# EXTRAIT SOURCE
----------
Référence : 2017 CAF 104

CORAM :

LE JUGE SCOTT

LE JUGE BOIVIN

LE JUGE DE MONTIGNY

 

 

ENTRE :

PROCUREUR GÉNÉRAL DU CANADA

demandeur

et

ABBES BELLIL

défendeur

Audience tenue à Montréal (Québec), le 16 mai 2017.

Jugement rendu à Montréal (Québec), le 17 mai 2017.

MOTIFS DU JUGEMENT DE LA COUR :

LE JUGE DE MONTIGNY

Y ONT SOUSCRIT :

LE JUGE SCOTT

LE JUGE BOIVIN

 


Date : 20170517


Dossier : A-420-16

Référence : 2017 CAF 104

CORAM :

LE JUGE SCOTT

LE JUGE BOIVIN

LE JUGE DE MONTIGNY

 

 

ENTRE :

PROCUREUR GÉNÉRAL DU CANADA

demandeur

et

ABBES BELLIL

défendeur

MOTIFS DU JUGEMENT DE LA COUR

 

LE JUGE DE MONTIGNY

[1]               Le Procureur général du Canada demande le contrôle judiciaire d’une décision rendue le 9 septembre 2016 par la Division d’appel du Tribunal de la sécurité sociale (le TSS-DA), par laquelle elle confirmait la décision de la Division générale du Tribunal de la sécurité sociale (le TSS-DG) établissant que le défendeur n’avait pas sciemment fait de déclarations fausses ou trompeuses dans ses demandes de prestations d’assurance-emploi. Ce faisant, le TSS-DA a conclu que l’imposition d’une pénalité était non fondée aux termes de l’article 38 de la Loi sur l’assurance-emploi, L.C. 1996, c. 23 (la Loi), et que l’émission d’un avis de violation était également non fondée aux termes de l’article 7 de la même Loi.

[2]               M. Bellil est détenteur d’un doctorat en génie nucléaire. Il a perdu son emploi le 12 octobre 2012 à la suite de la fermeture de la Centrale nucléaire Gentilly-II, et a établi une période de prestations d’assurance-emploi prenant effet le 14 avril 2013.

[3]               Le régime d’assurance-emploi se fonde sur le principe d’auto-déclaration. Conformément aux articles 48 à 50 de la Loi, le prestataire doit d’abord remplir une demande initiale, puis des cartes de déclaration pour chaque semaine de chômage.
----------
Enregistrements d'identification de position
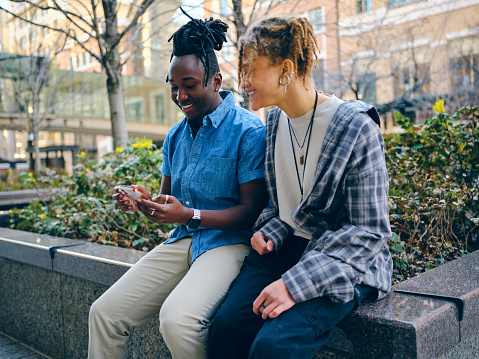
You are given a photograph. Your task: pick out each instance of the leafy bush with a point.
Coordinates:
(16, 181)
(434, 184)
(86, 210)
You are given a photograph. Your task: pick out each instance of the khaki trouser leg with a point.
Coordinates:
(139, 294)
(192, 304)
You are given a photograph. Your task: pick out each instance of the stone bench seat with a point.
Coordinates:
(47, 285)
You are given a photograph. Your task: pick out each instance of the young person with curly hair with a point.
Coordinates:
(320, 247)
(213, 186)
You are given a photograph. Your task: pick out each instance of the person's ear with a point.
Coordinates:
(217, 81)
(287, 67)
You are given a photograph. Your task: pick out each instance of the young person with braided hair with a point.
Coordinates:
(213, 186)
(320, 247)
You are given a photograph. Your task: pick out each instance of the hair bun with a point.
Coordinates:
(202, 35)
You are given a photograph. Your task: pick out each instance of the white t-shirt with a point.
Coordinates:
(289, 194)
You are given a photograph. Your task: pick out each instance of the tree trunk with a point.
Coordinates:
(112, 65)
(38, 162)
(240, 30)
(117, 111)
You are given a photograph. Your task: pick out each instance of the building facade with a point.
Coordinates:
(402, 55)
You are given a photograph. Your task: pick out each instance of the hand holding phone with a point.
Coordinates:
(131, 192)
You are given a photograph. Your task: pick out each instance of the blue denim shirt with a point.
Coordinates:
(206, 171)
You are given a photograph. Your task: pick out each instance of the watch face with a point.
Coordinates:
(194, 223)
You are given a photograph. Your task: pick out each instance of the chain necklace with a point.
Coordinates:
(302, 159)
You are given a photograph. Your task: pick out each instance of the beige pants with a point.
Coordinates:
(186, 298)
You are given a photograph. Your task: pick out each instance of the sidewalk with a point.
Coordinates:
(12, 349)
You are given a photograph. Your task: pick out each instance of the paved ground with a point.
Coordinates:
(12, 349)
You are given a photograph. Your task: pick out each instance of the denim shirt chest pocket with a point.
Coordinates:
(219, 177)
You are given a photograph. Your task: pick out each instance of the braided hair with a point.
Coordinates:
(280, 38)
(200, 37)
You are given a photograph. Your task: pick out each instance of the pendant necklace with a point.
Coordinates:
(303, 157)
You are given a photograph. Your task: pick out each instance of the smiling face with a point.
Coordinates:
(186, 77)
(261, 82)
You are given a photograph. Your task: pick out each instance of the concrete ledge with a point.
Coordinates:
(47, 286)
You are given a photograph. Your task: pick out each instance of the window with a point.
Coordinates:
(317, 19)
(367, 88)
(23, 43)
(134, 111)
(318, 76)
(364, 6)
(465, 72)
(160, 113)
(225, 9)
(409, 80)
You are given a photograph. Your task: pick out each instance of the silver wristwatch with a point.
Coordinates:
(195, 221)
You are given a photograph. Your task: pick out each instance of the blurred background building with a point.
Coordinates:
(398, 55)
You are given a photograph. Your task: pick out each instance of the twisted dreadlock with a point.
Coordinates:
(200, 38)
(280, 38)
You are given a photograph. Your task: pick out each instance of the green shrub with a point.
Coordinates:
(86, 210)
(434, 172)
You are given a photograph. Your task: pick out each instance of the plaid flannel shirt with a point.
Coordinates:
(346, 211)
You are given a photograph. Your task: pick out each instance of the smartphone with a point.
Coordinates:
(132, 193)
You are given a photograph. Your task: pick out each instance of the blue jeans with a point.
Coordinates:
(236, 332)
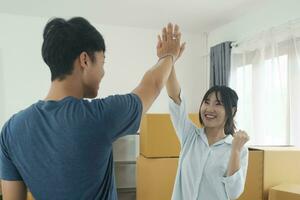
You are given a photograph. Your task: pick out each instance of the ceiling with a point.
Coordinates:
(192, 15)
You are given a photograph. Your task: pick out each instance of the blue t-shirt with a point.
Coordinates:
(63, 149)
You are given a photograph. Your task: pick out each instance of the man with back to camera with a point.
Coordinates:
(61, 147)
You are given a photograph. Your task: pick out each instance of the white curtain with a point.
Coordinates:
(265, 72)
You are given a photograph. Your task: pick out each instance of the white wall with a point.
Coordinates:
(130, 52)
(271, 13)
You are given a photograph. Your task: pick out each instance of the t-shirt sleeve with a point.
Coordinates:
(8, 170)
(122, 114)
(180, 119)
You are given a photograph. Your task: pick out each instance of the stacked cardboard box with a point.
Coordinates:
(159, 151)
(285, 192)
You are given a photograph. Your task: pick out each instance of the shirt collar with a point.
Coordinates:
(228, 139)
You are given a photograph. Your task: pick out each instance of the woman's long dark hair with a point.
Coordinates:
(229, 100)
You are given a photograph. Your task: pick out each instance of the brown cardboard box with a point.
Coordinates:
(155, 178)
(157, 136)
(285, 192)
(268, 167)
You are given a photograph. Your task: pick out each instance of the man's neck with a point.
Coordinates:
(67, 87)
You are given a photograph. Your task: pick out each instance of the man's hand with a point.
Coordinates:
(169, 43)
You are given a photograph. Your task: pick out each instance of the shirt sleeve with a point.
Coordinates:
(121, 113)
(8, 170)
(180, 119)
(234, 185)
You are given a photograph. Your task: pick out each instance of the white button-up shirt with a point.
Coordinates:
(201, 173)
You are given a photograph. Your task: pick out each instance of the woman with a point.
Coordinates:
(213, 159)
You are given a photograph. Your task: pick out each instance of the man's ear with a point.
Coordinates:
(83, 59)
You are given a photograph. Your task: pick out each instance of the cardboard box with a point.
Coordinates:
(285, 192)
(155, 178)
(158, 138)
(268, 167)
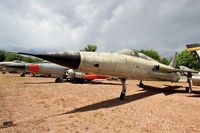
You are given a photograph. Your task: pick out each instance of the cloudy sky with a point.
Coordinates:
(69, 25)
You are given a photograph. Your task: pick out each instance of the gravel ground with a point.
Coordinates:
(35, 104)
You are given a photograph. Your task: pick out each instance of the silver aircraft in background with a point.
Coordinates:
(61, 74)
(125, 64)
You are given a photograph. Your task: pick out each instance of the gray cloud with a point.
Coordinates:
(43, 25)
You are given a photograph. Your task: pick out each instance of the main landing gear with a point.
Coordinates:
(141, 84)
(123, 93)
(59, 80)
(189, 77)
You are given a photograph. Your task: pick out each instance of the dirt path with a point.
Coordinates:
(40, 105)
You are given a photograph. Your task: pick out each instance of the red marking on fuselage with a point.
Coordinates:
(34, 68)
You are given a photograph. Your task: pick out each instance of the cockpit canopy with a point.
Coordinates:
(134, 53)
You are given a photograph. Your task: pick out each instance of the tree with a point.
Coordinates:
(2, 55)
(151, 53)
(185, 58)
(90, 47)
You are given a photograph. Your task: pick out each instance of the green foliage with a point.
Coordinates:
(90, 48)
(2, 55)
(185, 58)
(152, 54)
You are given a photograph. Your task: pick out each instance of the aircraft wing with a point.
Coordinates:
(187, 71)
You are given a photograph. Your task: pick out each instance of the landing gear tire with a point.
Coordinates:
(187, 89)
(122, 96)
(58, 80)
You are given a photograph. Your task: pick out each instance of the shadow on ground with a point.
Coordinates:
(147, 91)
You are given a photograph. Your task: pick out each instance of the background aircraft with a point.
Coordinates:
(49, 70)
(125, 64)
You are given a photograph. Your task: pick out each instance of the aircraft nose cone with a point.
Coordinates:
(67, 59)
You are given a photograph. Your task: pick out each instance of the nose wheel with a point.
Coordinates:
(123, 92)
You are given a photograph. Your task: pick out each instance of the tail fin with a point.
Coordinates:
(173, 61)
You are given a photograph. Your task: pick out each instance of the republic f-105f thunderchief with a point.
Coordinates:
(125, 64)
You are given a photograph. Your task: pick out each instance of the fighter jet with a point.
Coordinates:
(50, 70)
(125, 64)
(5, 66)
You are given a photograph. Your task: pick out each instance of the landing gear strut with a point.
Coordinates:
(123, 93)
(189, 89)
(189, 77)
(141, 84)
----------
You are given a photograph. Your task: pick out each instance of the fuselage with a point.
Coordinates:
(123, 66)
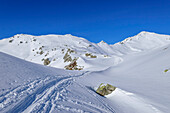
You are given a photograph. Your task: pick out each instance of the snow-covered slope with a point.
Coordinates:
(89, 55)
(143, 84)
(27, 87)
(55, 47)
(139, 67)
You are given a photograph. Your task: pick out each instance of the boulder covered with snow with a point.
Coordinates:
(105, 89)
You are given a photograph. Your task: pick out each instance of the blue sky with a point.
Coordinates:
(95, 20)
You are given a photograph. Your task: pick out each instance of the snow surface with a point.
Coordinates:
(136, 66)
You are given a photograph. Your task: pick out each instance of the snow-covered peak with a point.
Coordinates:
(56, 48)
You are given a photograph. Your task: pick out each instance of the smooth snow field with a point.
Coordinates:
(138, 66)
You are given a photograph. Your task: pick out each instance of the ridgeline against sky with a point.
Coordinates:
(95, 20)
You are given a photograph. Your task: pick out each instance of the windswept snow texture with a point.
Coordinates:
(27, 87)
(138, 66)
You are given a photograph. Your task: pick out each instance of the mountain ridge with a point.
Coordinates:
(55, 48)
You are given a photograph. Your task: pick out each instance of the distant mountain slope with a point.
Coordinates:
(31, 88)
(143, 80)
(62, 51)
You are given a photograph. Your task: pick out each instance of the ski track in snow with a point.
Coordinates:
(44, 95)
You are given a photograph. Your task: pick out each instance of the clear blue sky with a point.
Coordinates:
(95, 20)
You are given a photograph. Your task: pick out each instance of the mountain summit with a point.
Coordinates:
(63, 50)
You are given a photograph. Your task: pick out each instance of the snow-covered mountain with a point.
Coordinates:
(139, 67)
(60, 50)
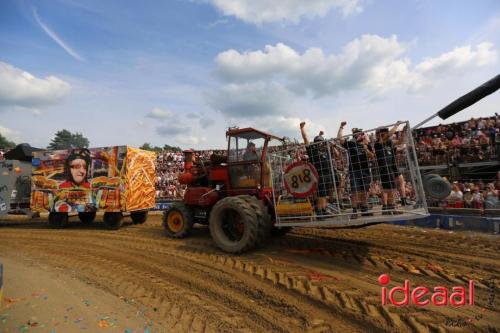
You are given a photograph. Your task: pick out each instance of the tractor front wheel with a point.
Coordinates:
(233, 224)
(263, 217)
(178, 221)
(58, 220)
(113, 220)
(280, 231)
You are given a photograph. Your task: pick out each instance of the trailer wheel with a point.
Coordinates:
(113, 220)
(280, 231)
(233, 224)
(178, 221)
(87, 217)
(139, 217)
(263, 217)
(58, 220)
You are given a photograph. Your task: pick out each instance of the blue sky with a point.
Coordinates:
----------
# TÂCHES À RÉALISER
a – Veuillez recopier l'extrait de jugement depuis « [2]               M. Bellil » jusqu'à « semaine de chômage. » inclus.
b – D'après l'extrait de jugement, de quel diplôme M. Bellil est-il détenteur ?
Ces enregistrements proviennent d'une autre source.

# RÉPONSES DANS L'ORDRE
a –
[2]               M. Bellil est détenteur d’un doctorat en génie nucléaire. Il a perdu son emploi le 12 octobre 2012 à la suite de la fermeture de la Centrale nucléaire Gentilly-II, et a établi une période de prestations d’assurance-emploi prenant effet le 14 avril 2013.

[3]               Le régime d’assurance-emploi se fonde sur le principe d’auto-déclaration. Conformément aux articles 48 à 50 de la Loi, le prestataire doit d’abord remplir une demande initiale, puis des cartes de déclaration pour chaque semaine de chômage.

b – D'un doctorat en génie nucléaire.